**WHAT IS NEEDED**
Rescale the records from the line containing "Step 1: review the image. Step 2: locate curly" through the line containing "[95,86,114,105]". Write out each of those lines again, copying the "Step" lines unchanged, and multiply every bounding-box coordinate in the answers by 2.25, rounding to whole numbers with halves going up.

**SUPPLIED INFORMATION**
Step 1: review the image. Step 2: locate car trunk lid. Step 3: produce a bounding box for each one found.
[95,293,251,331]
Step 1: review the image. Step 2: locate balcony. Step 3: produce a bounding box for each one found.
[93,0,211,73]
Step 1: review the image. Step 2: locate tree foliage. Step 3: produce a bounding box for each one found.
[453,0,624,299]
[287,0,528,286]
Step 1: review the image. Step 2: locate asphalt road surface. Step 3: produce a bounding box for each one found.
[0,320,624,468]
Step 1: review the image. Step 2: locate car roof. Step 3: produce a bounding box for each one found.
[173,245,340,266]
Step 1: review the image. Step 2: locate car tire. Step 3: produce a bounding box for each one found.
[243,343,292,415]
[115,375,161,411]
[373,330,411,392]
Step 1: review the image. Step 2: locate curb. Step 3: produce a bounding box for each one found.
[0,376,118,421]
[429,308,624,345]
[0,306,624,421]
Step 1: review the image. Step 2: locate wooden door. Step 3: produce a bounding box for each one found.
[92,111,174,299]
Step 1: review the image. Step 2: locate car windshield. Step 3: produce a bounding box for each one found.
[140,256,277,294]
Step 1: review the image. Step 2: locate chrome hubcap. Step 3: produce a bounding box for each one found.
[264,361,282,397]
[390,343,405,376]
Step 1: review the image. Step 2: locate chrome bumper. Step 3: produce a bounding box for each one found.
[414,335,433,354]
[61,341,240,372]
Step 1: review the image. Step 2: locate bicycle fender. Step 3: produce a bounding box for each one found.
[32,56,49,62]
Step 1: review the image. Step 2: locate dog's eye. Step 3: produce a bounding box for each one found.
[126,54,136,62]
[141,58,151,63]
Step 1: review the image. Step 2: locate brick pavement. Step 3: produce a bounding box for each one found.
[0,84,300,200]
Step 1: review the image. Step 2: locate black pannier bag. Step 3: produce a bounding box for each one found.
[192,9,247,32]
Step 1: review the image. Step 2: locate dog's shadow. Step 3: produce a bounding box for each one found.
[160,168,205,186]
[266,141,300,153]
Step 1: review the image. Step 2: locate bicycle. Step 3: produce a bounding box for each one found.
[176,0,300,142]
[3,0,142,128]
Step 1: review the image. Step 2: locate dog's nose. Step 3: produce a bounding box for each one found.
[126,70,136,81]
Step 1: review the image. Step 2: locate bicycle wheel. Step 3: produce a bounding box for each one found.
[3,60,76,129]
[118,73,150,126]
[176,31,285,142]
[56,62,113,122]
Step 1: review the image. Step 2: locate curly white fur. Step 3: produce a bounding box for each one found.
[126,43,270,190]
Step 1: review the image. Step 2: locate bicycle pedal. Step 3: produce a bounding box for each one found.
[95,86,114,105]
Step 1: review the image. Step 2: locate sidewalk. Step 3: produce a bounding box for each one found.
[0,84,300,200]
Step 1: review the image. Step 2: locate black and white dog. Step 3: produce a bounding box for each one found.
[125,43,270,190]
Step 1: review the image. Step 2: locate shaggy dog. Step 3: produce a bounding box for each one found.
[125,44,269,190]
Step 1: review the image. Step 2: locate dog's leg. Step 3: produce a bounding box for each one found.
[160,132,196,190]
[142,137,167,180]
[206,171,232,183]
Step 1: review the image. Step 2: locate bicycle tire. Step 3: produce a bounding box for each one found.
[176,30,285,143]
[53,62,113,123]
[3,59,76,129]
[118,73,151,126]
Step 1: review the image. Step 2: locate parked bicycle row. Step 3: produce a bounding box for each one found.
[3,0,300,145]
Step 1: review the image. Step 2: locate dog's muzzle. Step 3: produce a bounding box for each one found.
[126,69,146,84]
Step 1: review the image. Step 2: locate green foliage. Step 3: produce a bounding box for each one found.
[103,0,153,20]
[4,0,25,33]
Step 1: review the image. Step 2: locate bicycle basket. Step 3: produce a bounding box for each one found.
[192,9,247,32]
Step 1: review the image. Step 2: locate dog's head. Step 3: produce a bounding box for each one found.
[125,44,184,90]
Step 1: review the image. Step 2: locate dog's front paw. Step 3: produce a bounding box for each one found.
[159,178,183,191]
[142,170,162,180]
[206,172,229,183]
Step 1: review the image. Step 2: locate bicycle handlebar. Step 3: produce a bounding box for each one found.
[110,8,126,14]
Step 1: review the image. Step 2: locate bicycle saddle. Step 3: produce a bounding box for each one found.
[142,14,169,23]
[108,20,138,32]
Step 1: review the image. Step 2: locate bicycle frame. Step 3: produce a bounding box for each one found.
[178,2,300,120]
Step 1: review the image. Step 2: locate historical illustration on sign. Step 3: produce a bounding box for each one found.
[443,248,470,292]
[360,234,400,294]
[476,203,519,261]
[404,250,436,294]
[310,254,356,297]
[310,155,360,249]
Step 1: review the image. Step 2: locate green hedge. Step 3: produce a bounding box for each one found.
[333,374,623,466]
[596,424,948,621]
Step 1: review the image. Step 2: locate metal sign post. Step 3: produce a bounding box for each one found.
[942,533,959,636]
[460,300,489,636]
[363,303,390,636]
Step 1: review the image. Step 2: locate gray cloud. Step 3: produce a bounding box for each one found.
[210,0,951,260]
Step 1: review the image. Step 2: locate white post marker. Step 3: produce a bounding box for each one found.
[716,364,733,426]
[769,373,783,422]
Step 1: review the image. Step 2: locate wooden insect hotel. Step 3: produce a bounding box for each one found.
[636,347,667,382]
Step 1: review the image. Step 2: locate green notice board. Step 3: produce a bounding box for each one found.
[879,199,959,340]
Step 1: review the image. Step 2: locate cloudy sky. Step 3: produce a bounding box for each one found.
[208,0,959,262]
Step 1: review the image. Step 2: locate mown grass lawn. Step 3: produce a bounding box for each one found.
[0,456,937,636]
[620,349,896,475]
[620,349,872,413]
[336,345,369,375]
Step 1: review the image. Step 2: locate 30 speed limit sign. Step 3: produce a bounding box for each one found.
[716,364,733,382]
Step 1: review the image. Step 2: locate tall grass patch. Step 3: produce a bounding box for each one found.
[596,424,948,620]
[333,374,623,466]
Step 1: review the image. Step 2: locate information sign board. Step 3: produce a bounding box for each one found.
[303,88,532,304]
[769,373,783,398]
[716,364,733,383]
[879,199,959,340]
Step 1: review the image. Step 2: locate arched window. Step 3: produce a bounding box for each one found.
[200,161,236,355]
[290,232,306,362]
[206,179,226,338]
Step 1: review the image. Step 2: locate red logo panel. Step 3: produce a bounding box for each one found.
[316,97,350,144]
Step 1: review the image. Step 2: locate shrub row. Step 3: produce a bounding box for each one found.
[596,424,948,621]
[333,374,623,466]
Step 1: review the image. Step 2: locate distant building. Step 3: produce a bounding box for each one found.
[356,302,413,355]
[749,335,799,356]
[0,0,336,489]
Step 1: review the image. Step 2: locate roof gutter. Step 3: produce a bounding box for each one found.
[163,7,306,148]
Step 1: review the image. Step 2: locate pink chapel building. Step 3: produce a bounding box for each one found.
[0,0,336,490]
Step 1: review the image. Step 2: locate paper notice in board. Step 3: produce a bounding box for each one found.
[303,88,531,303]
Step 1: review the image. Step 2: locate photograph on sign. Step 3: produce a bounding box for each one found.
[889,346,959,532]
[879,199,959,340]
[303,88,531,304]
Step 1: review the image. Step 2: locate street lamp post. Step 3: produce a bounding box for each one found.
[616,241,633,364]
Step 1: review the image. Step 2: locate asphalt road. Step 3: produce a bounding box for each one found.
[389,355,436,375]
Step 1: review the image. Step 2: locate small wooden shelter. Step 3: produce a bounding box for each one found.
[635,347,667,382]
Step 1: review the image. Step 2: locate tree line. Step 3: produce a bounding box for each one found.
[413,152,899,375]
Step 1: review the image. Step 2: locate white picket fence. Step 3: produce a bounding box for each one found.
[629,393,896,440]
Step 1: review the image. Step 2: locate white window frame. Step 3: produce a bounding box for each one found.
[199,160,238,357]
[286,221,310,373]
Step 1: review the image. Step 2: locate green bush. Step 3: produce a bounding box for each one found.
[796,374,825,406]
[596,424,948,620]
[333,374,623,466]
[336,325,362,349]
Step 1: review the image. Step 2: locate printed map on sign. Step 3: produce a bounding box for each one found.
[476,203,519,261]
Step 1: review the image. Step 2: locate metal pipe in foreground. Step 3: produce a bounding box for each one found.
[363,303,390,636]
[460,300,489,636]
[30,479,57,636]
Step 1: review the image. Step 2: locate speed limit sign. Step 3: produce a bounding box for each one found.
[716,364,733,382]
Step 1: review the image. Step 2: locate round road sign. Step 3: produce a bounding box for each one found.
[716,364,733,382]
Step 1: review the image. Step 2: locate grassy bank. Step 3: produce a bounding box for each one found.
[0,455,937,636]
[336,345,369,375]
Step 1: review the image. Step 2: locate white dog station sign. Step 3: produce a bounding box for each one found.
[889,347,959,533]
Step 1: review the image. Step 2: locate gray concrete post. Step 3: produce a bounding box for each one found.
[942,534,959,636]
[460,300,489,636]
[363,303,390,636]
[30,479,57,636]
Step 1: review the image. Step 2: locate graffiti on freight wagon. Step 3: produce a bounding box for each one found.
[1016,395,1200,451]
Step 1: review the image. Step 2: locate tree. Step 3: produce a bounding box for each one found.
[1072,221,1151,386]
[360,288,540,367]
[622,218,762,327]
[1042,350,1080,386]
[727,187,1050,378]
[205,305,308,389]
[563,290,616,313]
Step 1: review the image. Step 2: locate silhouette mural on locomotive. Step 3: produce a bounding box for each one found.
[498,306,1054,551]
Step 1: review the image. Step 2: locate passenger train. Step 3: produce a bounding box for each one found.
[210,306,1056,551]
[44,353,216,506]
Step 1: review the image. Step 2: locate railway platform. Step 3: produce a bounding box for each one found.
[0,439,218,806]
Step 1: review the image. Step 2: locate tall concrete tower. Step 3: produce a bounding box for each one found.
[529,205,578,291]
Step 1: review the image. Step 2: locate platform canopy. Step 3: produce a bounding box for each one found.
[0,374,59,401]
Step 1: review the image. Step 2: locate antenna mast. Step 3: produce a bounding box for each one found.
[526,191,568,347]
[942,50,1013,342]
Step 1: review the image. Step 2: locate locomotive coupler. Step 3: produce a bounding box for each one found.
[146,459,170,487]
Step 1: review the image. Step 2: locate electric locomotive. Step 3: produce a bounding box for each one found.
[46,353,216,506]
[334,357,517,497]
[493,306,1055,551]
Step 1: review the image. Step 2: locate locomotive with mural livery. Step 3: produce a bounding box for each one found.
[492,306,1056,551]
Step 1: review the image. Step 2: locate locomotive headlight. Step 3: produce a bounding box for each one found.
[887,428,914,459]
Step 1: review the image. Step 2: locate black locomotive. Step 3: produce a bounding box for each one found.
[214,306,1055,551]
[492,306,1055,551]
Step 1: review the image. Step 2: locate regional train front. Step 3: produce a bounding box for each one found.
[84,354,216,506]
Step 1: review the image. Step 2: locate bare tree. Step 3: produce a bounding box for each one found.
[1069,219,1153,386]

**THE ANSWER**
Step 1: review the image. Step 2: locate curly white fur. Step 3: produce a bounding box for each one found.
[284,97,608,428]
Step 1: review the image. Step 2: locate bicycle pedal. Step 3: produce a bounding box for each one found.
[214,194,257,236]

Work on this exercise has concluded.